● **Challenge**:
In the passage about Ireland's indoor athletic track, who built the track, and how long ago?

● **Excerpt**:
It is a place where a hundred school children at a time can be seen strenuously letting off steam. Eamon Coughlan brings his son here to teach him the finer points of middle-distance running. The same Eamon Coughlan famously referred to the place as a "hay barn".
It is actually more like four hay barns cobbled together, a huge galvanised unheated structure. When it rains the sound is amplified so that you think there is a monsoon in full swing outside, except a monsoon would be warmer.
This athletic track was built by a team of enthusiasts 30 years ago, with minimal input from the Government. You would be hard put to find a more organic experience. The kids arrive, exercise and go home. There are no soft drink machines, in fact there is nothing for sale at all.
Hay barn or not, it is the best facility of its kind in Ireland. Why? Because it is the only one. There are no other indoor athletic tracks in the whole country.
In contrast, take a look at the greyhound racing programmes on television. Every county seems to have lavishly refurbished greyhound tracks, where no expense was spared.

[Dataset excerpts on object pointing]
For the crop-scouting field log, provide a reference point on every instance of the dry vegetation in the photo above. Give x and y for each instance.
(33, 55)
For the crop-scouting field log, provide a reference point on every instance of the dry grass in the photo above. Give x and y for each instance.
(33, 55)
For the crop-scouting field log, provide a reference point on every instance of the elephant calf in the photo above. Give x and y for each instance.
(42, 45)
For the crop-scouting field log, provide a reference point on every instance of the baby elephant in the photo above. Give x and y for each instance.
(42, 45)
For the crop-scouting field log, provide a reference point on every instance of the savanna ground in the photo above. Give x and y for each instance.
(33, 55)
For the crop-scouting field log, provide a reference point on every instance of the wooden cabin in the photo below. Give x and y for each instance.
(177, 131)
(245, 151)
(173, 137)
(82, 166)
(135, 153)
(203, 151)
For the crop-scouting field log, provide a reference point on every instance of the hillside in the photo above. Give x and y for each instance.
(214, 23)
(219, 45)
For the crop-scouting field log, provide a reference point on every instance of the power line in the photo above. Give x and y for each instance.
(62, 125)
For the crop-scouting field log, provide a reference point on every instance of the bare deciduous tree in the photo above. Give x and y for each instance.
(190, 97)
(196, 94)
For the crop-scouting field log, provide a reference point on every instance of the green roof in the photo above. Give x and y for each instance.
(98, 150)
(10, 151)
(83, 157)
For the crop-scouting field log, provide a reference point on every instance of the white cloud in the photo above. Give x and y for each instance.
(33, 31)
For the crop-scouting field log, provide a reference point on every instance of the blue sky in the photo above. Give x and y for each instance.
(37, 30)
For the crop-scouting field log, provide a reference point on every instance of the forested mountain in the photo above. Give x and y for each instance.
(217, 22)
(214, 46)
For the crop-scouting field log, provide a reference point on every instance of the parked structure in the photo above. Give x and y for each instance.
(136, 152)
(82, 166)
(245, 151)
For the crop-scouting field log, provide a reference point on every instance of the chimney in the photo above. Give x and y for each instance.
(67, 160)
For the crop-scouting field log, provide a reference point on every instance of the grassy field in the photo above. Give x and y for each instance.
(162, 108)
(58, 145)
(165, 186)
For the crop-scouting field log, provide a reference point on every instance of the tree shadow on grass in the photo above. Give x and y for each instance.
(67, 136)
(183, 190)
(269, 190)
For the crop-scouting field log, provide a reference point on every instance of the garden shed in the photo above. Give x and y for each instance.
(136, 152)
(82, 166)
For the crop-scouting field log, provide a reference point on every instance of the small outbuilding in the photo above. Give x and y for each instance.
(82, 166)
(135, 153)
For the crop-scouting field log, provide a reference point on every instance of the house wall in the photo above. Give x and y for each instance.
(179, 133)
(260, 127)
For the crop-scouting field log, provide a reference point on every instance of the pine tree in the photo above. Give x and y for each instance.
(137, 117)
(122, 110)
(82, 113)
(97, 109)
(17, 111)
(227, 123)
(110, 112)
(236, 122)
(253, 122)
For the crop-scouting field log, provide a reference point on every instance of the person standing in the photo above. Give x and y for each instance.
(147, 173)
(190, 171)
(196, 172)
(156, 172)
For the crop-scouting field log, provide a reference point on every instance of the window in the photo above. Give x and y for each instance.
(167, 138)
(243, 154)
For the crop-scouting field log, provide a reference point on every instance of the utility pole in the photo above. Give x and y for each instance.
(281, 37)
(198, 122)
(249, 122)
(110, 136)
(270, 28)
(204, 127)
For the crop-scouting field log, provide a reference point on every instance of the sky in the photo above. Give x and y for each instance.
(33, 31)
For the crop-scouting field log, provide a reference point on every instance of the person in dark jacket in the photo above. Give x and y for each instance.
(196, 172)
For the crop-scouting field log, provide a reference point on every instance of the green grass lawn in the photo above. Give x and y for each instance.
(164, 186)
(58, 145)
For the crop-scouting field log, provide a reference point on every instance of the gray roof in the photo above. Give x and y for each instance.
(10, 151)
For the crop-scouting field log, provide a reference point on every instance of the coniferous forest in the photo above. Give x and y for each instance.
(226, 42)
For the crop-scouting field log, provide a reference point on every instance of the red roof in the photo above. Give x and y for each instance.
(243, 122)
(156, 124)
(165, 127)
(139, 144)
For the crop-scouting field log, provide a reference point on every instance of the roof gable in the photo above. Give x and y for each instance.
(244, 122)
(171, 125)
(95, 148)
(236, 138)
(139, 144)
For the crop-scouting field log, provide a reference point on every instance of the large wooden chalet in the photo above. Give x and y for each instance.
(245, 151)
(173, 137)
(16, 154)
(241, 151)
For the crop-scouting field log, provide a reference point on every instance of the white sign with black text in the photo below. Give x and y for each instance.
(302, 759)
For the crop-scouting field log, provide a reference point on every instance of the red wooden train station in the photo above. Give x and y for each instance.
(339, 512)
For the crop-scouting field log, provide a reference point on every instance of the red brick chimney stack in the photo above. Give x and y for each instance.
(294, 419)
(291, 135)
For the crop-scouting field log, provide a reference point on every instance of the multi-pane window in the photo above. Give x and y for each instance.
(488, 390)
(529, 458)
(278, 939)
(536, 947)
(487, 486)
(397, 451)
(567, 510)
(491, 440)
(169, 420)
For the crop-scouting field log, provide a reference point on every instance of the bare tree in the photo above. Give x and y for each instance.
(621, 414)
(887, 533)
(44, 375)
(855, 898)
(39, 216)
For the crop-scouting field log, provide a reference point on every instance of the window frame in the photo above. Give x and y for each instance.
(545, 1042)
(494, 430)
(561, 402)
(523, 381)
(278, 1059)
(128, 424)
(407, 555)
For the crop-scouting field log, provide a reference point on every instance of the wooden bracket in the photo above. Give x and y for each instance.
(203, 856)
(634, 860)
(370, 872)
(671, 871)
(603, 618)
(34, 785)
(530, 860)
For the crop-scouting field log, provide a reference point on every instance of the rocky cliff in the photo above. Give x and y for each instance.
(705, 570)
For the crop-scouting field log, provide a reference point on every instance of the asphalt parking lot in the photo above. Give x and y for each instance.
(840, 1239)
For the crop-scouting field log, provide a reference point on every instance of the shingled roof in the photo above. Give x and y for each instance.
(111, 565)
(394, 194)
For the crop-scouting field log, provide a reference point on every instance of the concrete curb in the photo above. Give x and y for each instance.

● **Result of the task**:
A team of enthusiasts built it 30 years ago.